** Exercise passage **

################

By the time you reach this page you already own the easy nine-tenths of the weak feminine declension: nominative singular -a, the whole oblique singular collapsed into -u (kona, konu, konu, konu), and a plural in -ur. The trouble lives in exactly one cell — the genitive plural — and it is worth a page of its own precisely because that cell is the single most irregular slot in the entire declension. Most learners drill the friendly -u singular, declare the class "done," and then freeze when a genitive plural turns up after til, vegna, or in a compound and the expected -a turns out to be -na: sagna, kirkna, vikna. On top of that there is one genuinely suppletive form, kvenna "women's," that comes from a different ancient stem and follows no rule at all. This page is about taming that one cell — the -na ending, the consonant changes it forces, the j-stems that drop their j before it, and the handful of suppletives you simply memorise. (The basic kona / gata paradigm and the a → ö u-umlaut are on the weak feminine page; here we go straight to the genitive plural.)
The default is -na, not bare -a
The first correction to make is conceptual. Across the noun system the genitive plural is overwhelmingly bare -a (hesta, borga, barna), and that lulls English speakers into expecting *konaa / *saga for the weak feminines too. For this class the default is different: the weak feminine genitive plural ending is -na, and the stem vowel usually syncopates (drops out) before it. So the genitive plural of saga "story" is not *saga but sagna; of vika "week", vikna; of klukka "clock", klukkna. The -na is the rule here, not a sprinkling of exceptions.
| Nom. sg. | Gen. pl. | Gloss | What happens |
|---|---|---|---|
| saga | sagna | story / history | -na, stem -a syncopates |
| vika | vikna | week | -na, stem -a syncopates |
| klukka | klukkna | clock, bell | -na, stem -a syncopates |
| kirkja | kirkna | church | -na, j-stem drops the j |
| kona | kvenna | woman | suppletive stem kven- + -na |
Read down the "what happens" column and the shape of the cell becomes clear: take the stem, drop the linking vowel, add -na. Sag- + -na → sagna. Vik- + -na → vikna. The a you see in the nominative singular is a declensional ending, not part of the root, so it disappears before -na rather than fusing into the bare -a you might expect from other classes.
Þetta er ein þekktasta persóna Íslendingasagna.
This is one of the best-known characters of the Sagas of Icelanders. Genitive plural 'sagna' (from 'saga') — -na with the stem vowel gone, never '*saga' or '*söga'.
Eftir margra vikna bið fékk hún loksins svar.
After many weeks of waiting she finally got an answer. Genitive plural 'vikna' (from 'vika') after 'margra' — the regular -na.
The -ja stems lose their j: kirkja → kirkna
A large and high-frequency subgroup of weak feminines ends in -ja: kirkja "church", smiðja "smithy, workshop", brynja "coat of mail", gyðja "goddess". These behave like the others through the singular and most of the plural, but the genitive plural drops the j entirely. Kirkja does not give *kirkjna — the j cannot stand before the -na cluster, so it falls out and you get kirkna. The same happens to smiðja → smiðna. This is not an arbitrary exception: the j survives only before back vowels (a, u, o), and the -na ending presents a consonant, so the j has nothing to glide onto and disappears.

################

** Material supplied **
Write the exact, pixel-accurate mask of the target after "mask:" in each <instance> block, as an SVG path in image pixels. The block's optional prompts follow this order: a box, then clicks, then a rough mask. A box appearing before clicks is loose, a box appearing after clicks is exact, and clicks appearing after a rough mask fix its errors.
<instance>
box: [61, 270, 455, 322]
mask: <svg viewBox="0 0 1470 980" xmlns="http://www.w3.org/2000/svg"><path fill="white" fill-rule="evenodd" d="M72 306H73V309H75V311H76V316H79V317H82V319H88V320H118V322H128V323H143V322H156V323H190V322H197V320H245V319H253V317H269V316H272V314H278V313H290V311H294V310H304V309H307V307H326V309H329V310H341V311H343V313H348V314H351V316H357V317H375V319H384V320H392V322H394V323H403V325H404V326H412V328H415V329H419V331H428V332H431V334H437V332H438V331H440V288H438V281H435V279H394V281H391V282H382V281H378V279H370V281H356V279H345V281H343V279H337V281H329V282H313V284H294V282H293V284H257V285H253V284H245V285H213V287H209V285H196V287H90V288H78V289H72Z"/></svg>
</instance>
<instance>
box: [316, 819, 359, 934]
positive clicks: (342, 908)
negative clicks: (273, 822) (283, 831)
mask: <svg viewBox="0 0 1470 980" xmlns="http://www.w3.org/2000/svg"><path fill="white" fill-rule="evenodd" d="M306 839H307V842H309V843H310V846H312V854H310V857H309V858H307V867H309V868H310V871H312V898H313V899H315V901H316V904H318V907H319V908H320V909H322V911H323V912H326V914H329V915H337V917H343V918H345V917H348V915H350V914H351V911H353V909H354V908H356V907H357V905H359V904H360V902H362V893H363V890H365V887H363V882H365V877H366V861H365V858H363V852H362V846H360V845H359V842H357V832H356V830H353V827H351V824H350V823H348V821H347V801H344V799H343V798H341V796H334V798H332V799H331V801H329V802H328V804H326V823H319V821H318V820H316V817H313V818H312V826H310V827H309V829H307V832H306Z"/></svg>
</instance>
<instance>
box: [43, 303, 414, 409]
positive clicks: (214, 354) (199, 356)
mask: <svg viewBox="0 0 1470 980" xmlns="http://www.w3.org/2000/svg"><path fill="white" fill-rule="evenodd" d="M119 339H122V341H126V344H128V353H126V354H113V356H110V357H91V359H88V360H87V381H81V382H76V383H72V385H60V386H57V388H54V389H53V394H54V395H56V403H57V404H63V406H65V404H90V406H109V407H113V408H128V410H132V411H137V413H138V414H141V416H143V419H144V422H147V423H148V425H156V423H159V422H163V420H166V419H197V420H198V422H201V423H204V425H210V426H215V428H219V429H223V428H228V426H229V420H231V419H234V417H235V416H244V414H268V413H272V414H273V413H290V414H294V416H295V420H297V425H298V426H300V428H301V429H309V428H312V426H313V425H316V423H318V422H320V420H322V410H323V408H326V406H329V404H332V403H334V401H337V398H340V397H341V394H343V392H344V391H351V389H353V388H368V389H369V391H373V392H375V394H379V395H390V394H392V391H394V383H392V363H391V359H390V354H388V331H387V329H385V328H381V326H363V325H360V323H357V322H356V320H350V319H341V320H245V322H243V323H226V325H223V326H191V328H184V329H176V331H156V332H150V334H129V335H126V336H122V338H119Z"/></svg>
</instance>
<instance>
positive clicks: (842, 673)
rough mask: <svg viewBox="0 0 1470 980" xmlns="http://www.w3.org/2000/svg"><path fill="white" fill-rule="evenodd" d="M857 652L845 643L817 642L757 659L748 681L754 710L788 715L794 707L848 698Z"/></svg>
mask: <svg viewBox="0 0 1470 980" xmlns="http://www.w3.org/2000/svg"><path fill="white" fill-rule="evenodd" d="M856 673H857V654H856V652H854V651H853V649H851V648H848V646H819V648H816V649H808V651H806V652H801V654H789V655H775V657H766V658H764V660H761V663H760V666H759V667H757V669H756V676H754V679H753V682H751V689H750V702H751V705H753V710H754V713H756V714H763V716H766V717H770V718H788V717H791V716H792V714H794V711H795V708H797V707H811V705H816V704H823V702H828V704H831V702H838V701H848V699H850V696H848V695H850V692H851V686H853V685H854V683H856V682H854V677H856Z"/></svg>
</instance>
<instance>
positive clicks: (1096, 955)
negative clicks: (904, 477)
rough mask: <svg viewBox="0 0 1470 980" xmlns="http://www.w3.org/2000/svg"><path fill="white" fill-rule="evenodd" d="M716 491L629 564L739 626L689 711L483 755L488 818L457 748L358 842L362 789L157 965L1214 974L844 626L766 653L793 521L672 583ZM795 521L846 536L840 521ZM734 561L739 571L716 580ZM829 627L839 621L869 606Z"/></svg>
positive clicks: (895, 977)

################

** What you will do **
Keep writing the page on the genitive plural of Icelandic weak feminine nouns, picking up right after its last sentence.

** Exercise output **
| Nom. sg. | Gen. sg. | Nom. pl. | Gen. pl. | Gloss |
|---|---|---|---|---|
| kirkja | kirkju | kirkjur | kirkna | church |
| smiðja | smiðju | smiðjur | smiðna | workshop |
Notice that the j is alive and well in kirkju and kirkjur — before the back vowels u — and vanishes only in the genitive plural kirkna, where the next sound is the n of the ending. So a learner who knows kirkju and kirkjur still has to learn kirkna separately, because the j the whole rest of the paradigm displays is exactly the segment that drops here.
Turnar margra gamalla kirkna sjást langt að.
The towers of many old churches can be seen from far off. Genitive plural 'kirkna' (from 'kirkja') — the j of 'kirkju/kirkjur' drops before -na.
Saga íslenskra smiðna er lítt rannsökuð.
The history of Icelandic workshops is little researched. Genitive plural 'smiðna' (from 'smiðja') — again the j is gone.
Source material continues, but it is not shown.